** START **

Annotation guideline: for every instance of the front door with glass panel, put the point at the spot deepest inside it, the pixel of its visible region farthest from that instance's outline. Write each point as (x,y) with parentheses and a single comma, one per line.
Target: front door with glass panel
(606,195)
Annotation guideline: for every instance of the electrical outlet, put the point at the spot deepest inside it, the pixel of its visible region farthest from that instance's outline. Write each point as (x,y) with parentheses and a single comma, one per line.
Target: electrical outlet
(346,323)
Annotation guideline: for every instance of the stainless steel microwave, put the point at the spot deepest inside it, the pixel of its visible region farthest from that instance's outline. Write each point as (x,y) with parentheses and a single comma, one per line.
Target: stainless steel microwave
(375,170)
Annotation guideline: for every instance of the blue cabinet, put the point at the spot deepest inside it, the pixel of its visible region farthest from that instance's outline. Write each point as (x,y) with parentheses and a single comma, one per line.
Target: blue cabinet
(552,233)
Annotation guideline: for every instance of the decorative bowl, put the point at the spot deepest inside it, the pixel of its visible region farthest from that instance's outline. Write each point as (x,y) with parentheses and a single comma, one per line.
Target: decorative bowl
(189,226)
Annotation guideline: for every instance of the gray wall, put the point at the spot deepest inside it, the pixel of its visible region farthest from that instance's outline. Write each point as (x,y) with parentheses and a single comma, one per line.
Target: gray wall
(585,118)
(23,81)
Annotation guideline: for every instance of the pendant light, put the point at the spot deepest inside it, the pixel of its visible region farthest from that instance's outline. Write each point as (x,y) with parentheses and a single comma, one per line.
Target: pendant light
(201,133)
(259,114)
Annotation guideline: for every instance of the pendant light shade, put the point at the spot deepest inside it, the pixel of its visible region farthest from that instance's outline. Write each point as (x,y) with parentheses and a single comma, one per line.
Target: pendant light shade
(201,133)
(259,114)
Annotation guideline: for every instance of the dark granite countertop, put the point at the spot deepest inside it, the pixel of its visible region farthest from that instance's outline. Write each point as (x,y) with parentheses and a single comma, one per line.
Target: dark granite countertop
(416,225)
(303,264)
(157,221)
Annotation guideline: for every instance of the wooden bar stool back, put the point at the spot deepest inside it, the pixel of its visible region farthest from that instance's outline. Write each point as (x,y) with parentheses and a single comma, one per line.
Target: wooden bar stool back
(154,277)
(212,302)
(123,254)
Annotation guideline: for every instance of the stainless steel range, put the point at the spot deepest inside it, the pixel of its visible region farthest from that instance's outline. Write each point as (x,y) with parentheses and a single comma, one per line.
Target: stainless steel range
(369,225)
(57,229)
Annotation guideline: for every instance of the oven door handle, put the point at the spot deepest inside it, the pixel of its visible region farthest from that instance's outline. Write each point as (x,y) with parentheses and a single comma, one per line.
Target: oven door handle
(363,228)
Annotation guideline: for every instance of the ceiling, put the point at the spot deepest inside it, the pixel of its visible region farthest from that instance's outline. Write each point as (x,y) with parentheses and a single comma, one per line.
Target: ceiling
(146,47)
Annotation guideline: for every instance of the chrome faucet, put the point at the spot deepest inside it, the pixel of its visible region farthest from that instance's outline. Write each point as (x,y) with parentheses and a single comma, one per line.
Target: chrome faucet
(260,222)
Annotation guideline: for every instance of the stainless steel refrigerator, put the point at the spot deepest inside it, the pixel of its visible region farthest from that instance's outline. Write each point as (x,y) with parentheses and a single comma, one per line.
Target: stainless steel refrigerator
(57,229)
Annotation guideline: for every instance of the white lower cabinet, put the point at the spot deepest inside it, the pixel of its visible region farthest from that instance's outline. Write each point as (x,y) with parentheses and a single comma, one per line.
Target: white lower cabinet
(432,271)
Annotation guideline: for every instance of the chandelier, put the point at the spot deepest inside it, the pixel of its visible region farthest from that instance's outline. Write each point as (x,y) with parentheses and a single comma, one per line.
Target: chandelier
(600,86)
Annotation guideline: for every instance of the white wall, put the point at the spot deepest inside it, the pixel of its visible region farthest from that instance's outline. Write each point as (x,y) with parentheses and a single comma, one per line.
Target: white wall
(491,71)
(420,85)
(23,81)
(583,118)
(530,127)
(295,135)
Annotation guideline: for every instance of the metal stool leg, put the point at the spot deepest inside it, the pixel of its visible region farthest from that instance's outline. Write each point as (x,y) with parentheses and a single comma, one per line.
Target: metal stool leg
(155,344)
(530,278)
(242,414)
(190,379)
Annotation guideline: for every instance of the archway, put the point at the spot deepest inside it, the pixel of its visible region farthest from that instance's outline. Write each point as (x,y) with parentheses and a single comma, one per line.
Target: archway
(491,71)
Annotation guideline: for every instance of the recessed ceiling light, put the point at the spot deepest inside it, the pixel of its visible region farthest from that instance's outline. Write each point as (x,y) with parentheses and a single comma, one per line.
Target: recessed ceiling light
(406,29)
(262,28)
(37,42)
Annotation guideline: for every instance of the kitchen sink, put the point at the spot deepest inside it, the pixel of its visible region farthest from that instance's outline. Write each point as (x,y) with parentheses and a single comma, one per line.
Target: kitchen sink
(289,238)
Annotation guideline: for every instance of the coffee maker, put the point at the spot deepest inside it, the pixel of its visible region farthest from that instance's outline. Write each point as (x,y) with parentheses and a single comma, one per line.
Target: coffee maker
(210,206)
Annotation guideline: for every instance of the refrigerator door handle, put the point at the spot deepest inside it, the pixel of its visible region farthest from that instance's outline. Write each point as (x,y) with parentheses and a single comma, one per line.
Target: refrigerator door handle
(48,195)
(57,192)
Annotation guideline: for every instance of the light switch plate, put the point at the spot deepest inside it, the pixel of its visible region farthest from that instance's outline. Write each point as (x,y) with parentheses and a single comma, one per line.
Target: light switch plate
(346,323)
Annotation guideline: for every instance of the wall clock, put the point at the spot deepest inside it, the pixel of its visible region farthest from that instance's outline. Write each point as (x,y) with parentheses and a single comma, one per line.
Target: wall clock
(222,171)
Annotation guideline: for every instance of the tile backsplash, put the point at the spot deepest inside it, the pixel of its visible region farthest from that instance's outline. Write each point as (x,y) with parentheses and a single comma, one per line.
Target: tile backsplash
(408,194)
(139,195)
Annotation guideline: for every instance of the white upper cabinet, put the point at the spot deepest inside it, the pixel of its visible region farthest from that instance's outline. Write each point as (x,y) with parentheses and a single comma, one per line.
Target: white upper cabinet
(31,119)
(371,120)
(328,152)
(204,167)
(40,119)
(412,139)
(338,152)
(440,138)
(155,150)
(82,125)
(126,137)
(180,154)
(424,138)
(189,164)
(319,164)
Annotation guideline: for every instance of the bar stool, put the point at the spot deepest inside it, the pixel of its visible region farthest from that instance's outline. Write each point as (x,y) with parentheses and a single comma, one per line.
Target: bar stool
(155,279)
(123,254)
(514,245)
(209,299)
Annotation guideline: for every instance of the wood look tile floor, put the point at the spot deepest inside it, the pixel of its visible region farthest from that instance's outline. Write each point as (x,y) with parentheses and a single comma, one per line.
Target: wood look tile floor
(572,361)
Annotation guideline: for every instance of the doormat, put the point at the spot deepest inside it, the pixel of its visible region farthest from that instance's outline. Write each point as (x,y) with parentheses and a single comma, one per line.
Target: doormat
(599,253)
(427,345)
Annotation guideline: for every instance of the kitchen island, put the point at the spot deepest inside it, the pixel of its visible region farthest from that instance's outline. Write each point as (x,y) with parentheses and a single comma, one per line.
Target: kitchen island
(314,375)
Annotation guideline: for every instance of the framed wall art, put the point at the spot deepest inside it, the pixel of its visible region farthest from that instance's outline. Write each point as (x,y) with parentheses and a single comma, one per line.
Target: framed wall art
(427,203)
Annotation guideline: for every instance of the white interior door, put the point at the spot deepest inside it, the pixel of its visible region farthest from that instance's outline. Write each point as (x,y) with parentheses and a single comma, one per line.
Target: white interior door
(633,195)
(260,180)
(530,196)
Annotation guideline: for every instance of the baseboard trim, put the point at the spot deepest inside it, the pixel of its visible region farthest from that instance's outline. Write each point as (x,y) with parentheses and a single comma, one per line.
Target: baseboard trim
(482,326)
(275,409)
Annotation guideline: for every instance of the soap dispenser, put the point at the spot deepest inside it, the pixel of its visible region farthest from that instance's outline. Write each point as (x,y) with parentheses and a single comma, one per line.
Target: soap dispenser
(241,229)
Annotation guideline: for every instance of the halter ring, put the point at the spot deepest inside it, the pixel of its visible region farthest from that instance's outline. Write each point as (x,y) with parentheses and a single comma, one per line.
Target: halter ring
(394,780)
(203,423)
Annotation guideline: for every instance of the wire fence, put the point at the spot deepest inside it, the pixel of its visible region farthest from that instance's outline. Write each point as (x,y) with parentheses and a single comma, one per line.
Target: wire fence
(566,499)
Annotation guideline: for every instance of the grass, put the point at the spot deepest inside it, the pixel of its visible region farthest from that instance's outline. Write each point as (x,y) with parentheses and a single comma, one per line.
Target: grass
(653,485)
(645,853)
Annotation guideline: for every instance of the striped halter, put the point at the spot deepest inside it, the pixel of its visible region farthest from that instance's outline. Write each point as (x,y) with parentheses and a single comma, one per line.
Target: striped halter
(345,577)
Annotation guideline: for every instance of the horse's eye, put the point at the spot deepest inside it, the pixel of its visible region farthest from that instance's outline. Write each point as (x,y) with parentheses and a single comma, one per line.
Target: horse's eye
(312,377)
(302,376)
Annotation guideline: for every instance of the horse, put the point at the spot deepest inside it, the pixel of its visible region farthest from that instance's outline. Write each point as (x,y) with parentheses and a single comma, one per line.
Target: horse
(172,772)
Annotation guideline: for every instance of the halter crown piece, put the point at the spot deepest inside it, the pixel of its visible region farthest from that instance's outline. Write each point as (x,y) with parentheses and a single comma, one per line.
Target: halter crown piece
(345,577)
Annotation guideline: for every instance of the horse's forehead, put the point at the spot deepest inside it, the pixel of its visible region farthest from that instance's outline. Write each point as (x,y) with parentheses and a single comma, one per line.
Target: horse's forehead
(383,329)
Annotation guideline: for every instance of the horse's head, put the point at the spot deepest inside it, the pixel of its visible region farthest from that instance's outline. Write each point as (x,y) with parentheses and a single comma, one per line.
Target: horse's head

** END **

SHORT PROBLEM =>
The line containing "Annotation guideline: for every instance of the horse, put" marks the start; retype it and each line after it through the end of the records above, exactly.

SOLUTION BELOW =>
Annotation guideline: for every instance of the horse, put the point at the spot deepest inside it, the pixel of its visible region farthest from that instance's outline. Write each point as (x,y) with parentheses and a single comma, one per line.
Target: horse
(172,772)
Annotation guideline: for every instance of the halter crown piece, put the point at the spot deepest inside it, the pixel of its visible region farthest from that instance's outline. Write each point as (x,y) with parentheses and a single comma, one per line.
Target: halter crown piece
(345,577)
Annotation guideline: for every instance of the horse's forehead, put the point at the spot deepest inside it, the pixel of its visible region farthest from that instance's outline. Write each point as (x,y) with parentheses and a single comma, one per line.
Target: horse's forehead
(383,329)
Annotation guideline: for every instance of the horse's head, put the point at the spot deepest inside it, the pixel of its visible region farthest from that instance's outline. Write each point as (x,y) with parentheses and a single comma, one per line.
Target: horse's head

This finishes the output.